# DIRECTIVE
Output nothing but the lines from the line with "Objective — a point for each instance of the bare" through the end of the listing below, both ends included.

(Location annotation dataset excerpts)

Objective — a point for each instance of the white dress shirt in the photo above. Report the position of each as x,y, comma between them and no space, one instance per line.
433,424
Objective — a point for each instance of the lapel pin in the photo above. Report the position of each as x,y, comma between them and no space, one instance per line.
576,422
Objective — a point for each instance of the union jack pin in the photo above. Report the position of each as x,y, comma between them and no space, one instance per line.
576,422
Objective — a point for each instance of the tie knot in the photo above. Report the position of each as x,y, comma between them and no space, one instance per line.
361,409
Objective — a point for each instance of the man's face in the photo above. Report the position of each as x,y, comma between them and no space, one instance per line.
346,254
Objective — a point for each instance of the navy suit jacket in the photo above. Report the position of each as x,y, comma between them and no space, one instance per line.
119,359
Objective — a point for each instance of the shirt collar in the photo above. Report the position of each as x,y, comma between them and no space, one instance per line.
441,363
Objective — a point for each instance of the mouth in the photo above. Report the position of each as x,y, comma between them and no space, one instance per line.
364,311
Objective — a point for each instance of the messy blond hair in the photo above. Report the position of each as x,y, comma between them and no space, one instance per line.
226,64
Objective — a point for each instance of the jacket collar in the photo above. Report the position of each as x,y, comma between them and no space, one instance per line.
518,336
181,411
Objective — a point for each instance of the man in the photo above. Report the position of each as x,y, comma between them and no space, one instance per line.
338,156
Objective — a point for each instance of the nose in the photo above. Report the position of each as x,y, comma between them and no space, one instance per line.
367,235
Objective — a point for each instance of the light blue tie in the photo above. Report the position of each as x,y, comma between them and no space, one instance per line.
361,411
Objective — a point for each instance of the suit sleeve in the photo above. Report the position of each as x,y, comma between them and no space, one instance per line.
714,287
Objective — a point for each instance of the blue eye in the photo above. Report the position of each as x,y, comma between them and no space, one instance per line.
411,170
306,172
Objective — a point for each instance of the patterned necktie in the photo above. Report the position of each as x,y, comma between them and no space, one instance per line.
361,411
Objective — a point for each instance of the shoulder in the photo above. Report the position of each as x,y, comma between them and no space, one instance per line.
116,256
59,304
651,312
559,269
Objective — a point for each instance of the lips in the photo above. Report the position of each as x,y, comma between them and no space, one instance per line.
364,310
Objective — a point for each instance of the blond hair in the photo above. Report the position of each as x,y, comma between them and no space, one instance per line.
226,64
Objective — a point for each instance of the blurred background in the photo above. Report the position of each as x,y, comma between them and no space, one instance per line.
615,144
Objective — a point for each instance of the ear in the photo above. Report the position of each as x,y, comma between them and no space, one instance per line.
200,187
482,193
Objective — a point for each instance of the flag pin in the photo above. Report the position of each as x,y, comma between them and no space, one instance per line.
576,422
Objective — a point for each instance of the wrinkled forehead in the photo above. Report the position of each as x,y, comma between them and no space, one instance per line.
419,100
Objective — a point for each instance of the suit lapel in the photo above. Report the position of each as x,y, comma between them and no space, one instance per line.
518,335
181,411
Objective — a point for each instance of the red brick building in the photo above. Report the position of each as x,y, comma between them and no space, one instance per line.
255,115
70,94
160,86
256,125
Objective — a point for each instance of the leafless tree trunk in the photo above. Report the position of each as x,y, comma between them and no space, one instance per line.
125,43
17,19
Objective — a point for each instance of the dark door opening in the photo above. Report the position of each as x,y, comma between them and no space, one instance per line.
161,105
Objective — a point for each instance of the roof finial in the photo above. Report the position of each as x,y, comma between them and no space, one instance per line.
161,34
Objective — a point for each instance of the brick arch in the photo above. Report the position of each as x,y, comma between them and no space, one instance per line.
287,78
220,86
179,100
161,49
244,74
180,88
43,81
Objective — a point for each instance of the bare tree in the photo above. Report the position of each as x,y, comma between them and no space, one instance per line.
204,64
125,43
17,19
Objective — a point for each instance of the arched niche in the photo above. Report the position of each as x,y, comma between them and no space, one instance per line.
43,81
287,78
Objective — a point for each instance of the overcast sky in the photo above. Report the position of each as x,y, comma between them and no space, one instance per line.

# SOLUTION FOR THIS TASK
Objective — a point for each instance of the bare tree in the photo above. Report the position of each as x,y, comma between them and no space, one instance per line.
204,64
125,43
17,19
Objective — a point for each instance of the arched niche in the photo above. Report the position of each as x,y, comma between them and no space, one instance per line.
43,81
287,78
Objective — a point for each instance of the overcast sky in the photo above. Report the position of each as x,y, comma between them and no space, one instance per line.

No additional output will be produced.